Timberwolves will add eight-year veteran Kyle Anderson in free agency

MINNEAPOLIS — The Timberwolves are adding free-agent forward Kyle Anderson, who played the past four seasons for Memphis, an NBA source confirmed.

The deal is for two years and $18 million.

Free agency officially opens at 11 p.m. Thursday.

The 6-9 Anderson is an eight-year veteran. He played his first four seasons for the San Antonio Spurs after they drafted him in the first round (30th overall) in 2014 out of UCLA.

Anderson, 28, averaged 7.6 points and 5.3 rebounds per game last season as the Grizzlies claimed the No. 2 seed in the Western Conference and beat the Wolves in the first round of the NBA playoffs.

His best season was 2020-21, when he averaged 12.4 points and 5.7 rebounds and played 27.3 minutes per game.

Among the flurry of contract agreements that hit Twitter from national NBA reporters Thursday were maximum and supermax extensions for players such as Washington's Bradley Beal, Denver's Nikola Jokic and Phoenix's Devin Booker.

It is expected that Timberwolves center Karl-Anthony Towns will join that group and sign a supermax extension that will tack on four years and $214 million, the same contract Booker reportedly agreed to Thursday.

Despite frequent rumors over the years that he was unhappy and would want out of Minnesota, Towns has been steadfast in his public comments that he was committed to building a winner with the Wolves. The kind of money the Wolves are able to offer — which is significantly more than other teams would be able to offer him — certainly doesn't hurt.

The NBA's salary cap rules incentivize players to stay with the teams that drafted them, and because of that, league rules allow the Wolves to offer more money than any other team could eventually. The Wolves can offer Towns 35% of the salary cap.

▶ [DATA IN THIS EXERCISE]
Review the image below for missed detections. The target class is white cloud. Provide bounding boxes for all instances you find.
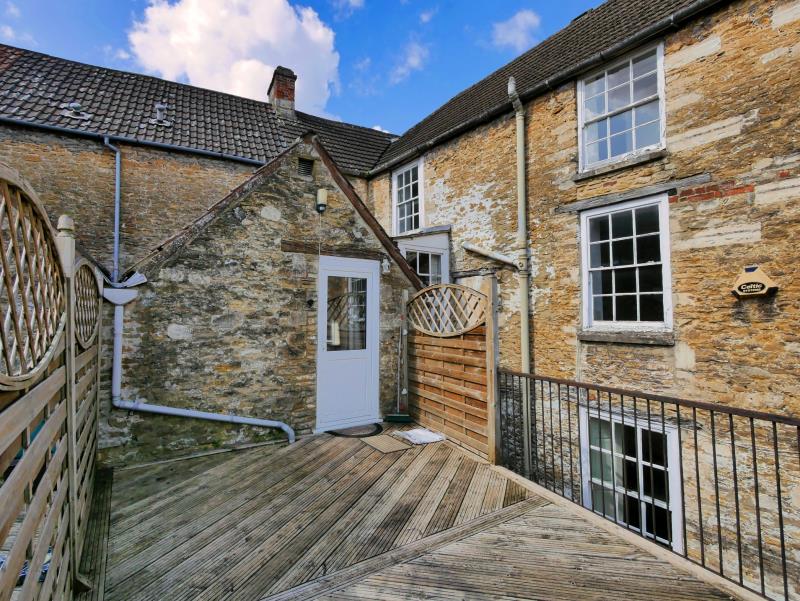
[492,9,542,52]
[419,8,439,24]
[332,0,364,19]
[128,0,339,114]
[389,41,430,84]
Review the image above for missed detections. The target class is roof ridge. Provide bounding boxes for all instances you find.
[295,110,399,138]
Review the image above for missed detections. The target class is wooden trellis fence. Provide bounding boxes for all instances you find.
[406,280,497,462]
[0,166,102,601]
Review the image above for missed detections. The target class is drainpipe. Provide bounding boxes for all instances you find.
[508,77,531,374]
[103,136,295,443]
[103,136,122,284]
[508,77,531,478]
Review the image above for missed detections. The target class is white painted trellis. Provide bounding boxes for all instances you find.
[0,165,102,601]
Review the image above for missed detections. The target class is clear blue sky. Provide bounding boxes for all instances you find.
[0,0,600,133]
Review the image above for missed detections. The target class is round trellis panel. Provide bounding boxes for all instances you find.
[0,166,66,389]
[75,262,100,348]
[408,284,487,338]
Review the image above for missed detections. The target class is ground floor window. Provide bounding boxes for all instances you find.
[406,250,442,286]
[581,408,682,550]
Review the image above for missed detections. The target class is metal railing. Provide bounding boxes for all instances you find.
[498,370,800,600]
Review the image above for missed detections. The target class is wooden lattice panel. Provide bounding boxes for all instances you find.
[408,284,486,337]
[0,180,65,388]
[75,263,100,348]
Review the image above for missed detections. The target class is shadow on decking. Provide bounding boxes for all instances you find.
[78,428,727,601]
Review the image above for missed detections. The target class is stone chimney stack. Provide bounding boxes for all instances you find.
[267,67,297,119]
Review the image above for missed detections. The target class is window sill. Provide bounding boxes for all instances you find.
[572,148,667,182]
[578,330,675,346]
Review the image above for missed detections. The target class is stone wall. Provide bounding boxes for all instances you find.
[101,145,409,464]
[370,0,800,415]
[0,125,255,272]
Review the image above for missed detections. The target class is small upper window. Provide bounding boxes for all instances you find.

--

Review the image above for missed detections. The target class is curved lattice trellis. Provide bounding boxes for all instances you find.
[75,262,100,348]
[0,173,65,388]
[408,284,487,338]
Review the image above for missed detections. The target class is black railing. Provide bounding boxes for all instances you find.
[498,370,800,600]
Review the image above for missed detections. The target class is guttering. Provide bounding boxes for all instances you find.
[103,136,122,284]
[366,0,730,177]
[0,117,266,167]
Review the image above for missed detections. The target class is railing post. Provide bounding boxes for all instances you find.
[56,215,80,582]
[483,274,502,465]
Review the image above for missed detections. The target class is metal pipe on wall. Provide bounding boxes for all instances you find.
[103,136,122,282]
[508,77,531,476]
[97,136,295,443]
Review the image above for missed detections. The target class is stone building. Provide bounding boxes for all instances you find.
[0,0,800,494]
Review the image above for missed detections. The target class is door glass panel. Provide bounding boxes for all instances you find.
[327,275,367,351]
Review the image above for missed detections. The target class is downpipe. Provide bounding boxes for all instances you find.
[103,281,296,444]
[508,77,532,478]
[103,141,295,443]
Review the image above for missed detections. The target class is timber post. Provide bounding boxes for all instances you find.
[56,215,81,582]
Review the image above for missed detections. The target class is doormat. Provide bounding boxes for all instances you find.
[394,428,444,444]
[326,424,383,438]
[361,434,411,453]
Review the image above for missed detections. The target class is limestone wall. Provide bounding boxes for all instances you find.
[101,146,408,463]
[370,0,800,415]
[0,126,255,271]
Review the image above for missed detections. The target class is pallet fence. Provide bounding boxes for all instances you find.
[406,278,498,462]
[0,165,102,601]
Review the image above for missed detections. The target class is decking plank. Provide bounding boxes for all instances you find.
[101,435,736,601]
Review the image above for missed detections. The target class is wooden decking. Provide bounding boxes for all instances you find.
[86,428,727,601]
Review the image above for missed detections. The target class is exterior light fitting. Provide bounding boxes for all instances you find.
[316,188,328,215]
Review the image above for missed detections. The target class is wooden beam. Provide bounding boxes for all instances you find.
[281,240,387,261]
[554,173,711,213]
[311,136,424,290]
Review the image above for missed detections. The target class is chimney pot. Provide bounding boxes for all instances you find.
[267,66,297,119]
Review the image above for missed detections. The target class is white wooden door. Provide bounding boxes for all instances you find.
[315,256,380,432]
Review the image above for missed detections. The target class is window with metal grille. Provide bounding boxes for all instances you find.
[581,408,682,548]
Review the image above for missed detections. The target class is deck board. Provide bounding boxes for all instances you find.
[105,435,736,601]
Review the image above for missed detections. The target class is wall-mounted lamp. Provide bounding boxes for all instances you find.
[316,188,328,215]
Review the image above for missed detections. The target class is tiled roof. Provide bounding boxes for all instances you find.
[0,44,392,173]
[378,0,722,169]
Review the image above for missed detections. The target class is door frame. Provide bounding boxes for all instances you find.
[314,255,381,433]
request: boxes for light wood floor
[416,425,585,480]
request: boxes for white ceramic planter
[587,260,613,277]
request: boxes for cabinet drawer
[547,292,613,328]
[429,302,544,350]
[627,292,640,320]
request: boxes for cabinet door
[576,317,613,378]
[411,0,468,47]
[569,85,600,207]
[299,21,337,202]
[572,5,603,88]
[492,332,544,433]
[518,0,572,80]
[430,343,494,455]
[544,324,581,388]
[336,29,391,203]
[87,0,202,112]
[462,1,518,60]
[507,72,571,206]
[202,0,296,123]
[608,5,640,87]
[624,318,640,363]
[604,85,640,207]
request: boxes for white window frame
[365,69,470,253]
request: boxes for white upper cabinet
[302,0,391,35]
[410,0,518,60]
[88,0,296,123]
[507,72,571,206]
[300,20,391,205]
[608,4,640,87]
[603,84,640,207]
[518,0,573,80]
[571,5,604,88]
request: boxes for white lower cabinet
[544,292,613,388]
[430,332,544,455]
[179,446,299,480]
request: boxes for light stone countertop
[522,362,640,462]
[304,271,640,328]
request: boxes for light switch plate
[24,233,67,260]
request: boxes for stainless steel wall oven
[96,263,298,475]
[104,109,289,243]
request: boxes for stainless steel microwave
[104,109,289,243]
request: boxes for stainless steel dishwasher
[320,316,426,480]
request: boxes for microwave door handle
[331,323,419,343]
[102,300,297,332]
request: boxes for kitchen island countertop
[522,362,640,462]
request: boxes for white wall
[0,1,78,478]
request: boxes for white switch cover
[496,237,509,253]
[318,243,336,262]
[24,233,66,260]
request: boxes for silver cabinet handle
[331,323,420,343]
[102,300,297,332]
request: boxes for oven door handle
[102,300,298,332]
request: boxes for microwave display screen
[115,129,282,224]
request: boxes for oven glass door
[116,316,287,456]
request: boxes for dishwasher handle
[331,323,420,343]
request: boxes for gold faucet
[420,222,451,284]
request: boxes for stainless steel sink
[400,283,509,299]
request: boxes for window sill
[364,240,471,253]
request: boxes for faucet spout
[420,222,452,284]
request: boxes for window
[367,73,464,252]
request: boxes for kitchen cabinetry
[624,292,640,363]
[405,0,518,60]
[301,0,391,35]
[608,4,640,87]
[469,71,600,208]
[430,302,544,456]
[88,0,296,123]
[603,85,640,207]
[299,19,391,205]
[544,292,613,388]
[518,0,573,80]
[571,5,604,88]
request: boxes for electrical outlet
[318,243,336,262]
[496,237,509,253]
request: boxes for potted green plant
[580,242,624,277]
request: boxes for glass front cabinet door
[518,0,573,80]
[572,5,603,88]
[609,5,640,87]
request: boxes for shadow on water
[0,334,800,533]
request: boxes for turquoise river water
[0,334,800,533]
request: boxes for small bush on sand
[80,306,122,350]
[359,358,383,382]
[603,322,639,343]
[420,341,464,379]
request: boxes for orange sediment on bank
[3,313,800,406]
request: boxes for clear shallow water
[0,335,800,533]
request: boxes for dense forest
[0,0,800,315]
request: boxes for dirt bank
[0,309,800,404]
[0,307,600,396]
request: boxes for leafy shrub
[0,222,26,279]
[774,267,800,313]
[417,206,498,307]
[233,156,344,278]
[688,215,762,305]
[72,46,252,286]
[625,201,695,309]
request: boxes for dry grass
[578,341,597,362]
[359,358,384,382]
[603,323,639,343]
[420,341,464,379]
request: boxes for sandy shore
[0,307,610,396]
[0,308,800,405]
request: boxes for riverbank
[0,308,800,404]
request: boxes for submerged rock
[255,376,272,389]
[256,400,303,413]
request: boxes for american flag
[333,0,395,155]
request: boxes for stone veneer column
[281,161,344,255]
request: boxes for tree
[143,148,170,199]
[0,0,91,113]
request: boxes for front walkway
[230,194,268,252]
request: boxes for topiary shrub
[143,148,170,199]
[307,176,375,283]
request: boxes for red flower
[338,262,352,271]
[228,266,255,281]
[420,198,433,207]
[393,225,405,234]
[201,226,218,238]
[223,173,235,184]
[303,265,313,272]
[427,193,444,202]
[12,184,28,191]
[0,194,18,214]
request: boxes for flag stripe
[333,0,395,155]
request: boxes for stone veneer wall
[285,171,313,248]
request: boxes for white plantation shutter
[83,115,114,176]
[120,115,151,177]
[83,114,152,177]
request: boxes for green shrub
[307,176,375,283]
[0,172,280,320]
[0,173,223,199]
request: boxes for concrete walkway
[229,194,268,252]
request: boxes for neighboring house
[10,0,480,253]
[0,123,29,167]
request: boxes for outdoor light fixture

==

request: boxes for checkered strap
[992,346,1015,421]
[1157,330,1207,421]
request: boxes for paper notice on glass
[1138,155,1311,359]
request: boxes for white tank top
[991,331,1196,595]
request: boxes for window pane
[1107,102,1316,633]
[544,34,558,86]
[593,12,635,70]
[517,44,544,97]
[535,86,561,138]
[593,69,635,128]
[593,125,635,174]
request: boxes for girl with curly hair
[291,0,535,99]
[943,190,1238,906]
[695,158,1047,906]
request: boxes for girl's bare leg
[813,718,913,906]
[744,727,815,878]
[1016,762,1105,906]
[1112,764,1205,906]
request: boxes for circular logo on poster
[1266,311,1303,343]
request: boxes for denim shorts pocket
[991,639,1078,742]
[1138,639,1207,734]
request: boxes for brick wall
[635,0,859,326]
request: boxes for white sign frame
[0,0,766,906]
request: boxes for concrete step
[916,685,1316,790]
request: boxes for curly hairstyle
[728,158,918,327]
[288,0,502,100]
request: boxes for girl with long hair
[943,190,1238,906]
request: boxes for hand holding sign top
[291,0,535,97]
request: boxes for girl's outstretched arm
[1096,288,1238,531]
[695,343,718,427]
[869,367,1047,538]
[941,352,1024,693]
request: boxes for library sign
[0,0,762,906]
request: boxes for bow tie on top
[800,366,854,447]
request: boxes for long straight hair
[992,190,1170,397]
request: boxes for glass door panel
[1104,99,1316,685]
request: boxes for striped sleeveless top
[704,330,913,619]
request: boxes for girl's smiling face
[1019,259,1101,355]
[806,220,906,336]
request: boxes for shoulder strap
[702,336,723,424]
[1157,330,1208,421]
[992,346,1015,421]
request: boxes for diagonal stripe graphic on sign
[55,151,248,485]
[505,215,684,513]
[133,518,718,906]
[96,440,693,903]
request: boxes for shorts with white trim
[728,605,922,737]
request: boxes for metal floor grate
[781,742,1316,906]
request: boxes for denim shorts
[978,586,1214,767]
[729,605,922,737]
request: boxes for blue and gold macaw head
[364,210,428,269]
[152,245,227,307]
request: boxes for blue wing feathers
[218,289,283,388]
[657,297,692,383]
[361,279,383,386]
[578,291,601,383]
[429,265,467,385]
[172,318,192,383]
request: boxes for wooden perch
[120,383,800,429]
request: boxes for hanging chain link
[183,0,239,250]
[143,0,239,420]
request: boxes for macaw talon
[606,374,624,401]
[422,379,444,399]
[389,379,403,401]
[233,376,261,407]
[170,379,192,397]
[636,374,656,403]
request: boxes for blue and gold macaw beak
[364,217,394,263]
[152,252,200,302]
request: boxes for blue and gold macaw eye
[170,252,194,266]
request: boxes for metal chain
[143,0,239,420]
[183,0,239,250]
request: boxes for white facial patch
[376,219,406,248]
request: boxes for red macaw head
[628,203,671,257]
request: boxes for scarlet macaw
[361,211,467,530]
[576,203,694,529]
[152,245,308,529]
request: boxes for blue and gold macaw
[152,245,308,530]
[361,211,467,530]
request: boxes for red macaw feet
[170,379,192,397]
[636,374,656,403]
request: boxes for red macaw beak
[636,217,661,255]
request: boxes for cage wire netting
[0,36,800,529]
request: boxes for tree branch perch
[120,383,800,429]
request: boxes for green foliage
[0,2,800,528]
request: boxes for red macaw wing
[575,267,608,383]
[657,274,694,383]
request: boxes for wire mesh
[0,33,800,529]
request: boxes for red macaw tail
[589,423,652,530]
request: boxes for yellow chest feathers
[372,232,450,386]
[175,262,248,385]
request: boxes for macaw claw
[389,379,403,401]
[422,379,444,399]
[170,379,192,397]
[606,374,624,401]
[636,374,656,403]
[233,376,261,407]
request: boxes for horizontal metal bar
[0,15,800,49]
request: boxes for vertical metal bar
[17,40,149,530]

▶ [STATED TASK 1] Please scale the entries from the line containing "request: boxes for girl's bare leg" down to the line containing "[152,245,308,529]", both lines included. Give only those lines again, requests and all, with every bounding box coordinate multiplied by 2.35 and rounded to a whole number, halves rounding up.
▶ [STATED TASK 2] Extend the article on the Timberwolves signing Kyle Anderson, picking up after its final sentence.
The article and the entries were taken from unrelated sources.

▶ [TASK RESPONSE 1]
request: boxes for girl's bare leg
[1911,1687,2146,2129]
[1748,1708,1915,2063]
[2388,1791,2597,2129]
[2613,1795,2832,2129]
request: boxes for circular logo on poster
[2975,731,3062,806]
request: boxes for denim shorts pocket
[2329,1502,2533,1744]
[2674,1502,2836,1725]
request: boxes for brick wall
[1492,0,2019,766]
request: boxes for white sign frame
[0,0,1800,2129]
request: boxes for concrete step
[2153,1610,3093,1857]
request: boxes for curly hairstyle
[1711,371,2157,768]
[677,0,1180,235]
request: boxes for girl with long hair
[2216,447,2909,2129]
request: boxes for hand holding sign top
[684,0,1257,228]
request: boxes for girl's outstretched arm
[2576,677,2909,1248]
[1633,806,1687,1003]
[2042,862,2460,1264]
[2211,827,2406,1629]
request: boxes for library sign
[0,0,1791,2129]
request: boxes for bow tie on top
[1880,860,2007,1050]
request: boxes for long straight hair
[2331,447,2750,933]
request: boxes for glass door panel
[2594,233,3093,1610]
request: boxes for striped sleeveless top
[1654,776,2146,1455]
request: boxes for girl's smiling face
[2395,609,2587,834]
[1894,517,2129,790]
request: boxes for shoulder strap
[1650,790,1699,996]
[2719,776,2839,989]
[2331,813,2385,989]
request: boxes for diagonal stripe graphic on sign
[129,355,583,1140]
[1187,505,1607,1206]
[313,1217,1687,2129]
[226,1034,1629,2122]
request: boxes for shorts with white trim
[1711,1422,2167,1732]
request: boxes for metal floor grate
[1835,1744,3093,2129]
request: boxes for denim shorts
[2298,1377,2853,1802]
[1713,1422,2167,1732]
request: boxes for blue and gold macaw head
[855,494,1006,632]
[357,576,533,721]
request: boxes for blue wing feathers
[512,679,665,912]
[1544,698,1626,900]
[848,656,900,907]
[1358,684,1412,900]
[1008,623,1097,905]
[404,747,451,900]
request: boxes for wooden perch
[282,900,1880,1008]
request: boxes for hanging chain link
[430,0,562,588]
[336,0,562,987]
request: boxes for macaw talon
[1424,879,1466,942]
[992,891,1043,938]
[914,891,947,942]
[548,884,613,956]
[400,891,451,933]
[1495,879,1542,947]
request: boxes for blue and gold macaw beak
[855,510,926,618]
[357,592,470,710]
request: boxes for blue and gold macaw eye
[400,592,456,625]
request: boxes for metal chain
[336,0,562,987]
[430,0,562,588]
request: boxes for white facial patch
[884,515,954,583]
request: boxes for red macaw head
[1476,477,1577,604]
request: boxes for scarlet macaw
[848,496,1097,1246]
[1354,477,1631,1243]
[357,576,724,1243]

▶ [TASK RESPONSE 2]
That kind of money may make some blanch, but this is what Towns qualified for by making the All-NBA team this season, and few players who make All-NBA teams aren't on maximum or supermax contracts.

The amount of money in Towns' contract is also a product of the ballooning fortunes of the league and the expanding salary cap thanks to its billion-dollar television deals. This is what it costs to keep players of Towns' stature, and if the Wolves didn't offer it, they would risk upsetting Towns and losing him.

There's little risk in this for Towns, who, if he is unhappy down the road, can always request a trade and get out of Minnesota. To underscore how much of a players' league it truly is, Kevin Durant requested a trade Thursday from the Brooklyn Nets with four years remaining on his current contract.

As for the current team, the Wolves still were looking at options for their frontcourt and had the full use of the mid-level exception (about $10.5 million per season) at their disposal to do so. Some potential targets, like Mo Bamba, Isaiah Hartenstein and JaVale McGee, signed elsewhere. Bamba re-upped with Orlando, Hartenstein signed with the Knicks and McGee with Dallas.